Del: 10 Dicembre 2012 Di: Redazione Commenti: 0

Diversamente da Chatwin, che nel 1976 varcò i confini Argentini alla ricerca della pelle del celebre milodonte, il mio viaggio lungo questa striscia di terra non è stato né un’avventura e né un racconto, solo il susseguirsi di emozioni e pensieri che mi hanno capovolto l’animo e la mente, fino a rendermi complice del mio futuro.

La realtà che al mio ritorno si è mostrata è che entrambi, sia io che Chatwin siamo partiti a 26 anni, avevamo circa lo stesso piano di viaggio e la fatidica domanda “Che ci faccio qui?”.

Rispetto a 36 anni fa, l’Argentina è una meta molto più facile da raggiungere e da vedere (per gli italiani il visto non viene richiesto dalle autorità doganali), nonostante il regime militare sia ancora un ricordo vivo e pulsante a causa della pesante eredità e per il marcato nazionalismo, così come la crisi economica d’inizio secolo.

Punto di partenza per l’altro emisfero è il poco suggestivo terminal B di Malpensa, con il  volo diretto ad Atlanta e, successivamente all’aeroporto più grande del mondo, Buenos Aires. La differenza con l’emisfero Nord si fa evidente fin dall’atterraggio: l’aeroporto Pistarini è una metafora del Sud America, poiché racchiude in sé la modernità, il sapore dell’esotico, la povertà e la sincerità di un popolo immigrato.

ISTRUZIONI OPERATIVE>
Prosegui il testo sul viaggio in Argentina riprendendo subito dopo la frase finale, quella sull'aeroporto Pistarini.

DATI FORNITI>

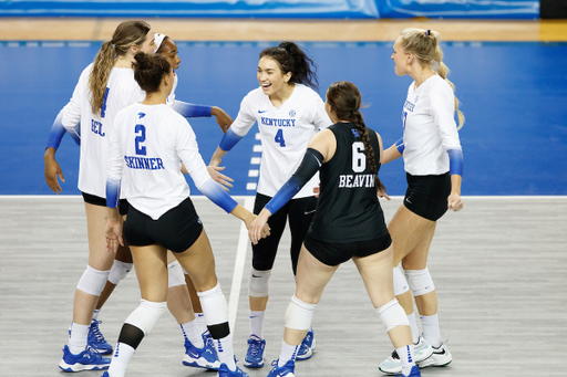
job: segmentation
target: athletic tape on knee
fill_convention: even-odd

RISULTATO OTTENUTO>
Ad attendermi all’arrivo nella Capitale Federale mi attendeva un amico il quale era in città lungo il suo pellegrinaggio australe in contemporanea alla mia visita e che ha reso molto più leggero l’inserimento nel tessuto sottile della una metropoli sud-americana. L’impatto con la capitale argentina è stato molto forte: l’autobus n°8, il più economico che porta al centro di Buenos Aires, percorre strade statali attraversando interi paesi, le periferie e alcune “villa miseria”, nome con cui gli argentini definiscono i quartieri malfamati. Nonostante questo, il panorama che si gode dai finestrini di quel vecchio bus sono molto più suggestivi rispetto a quelli dell’autopista (autostrada) che scorre accanto. L’attenzione di tutti i pendolari locali è rivolta verso chi, come me, risulta essere estraneo a questa realtà, ma curioso e positivo a concedersi alla vita di questa metropoli e di questo popolo.

Per approfittare di tutte le sfaccettature di una megalopoli come Baires è molto pratico soggiornare in uno dei tantissimi ostelli, che in Argentina sono frequentati spesso da studenti stranieri, turisti locali e lavoratori occasionali: i motivi di questa scelta, per noi e per loro, sono i prezzi molto convenienti, i servizi offerti e le posizioni caratteristiche in alcuni quartieri. L’unica accortezza è diffidare dei tassisti locali, i quali per spingervi verso ostelli a loro affiliati fomentano la paura del passeggero straniero, raccontando di quanto sia malfamato il quartiere dove lo stesso si sta dirigendo.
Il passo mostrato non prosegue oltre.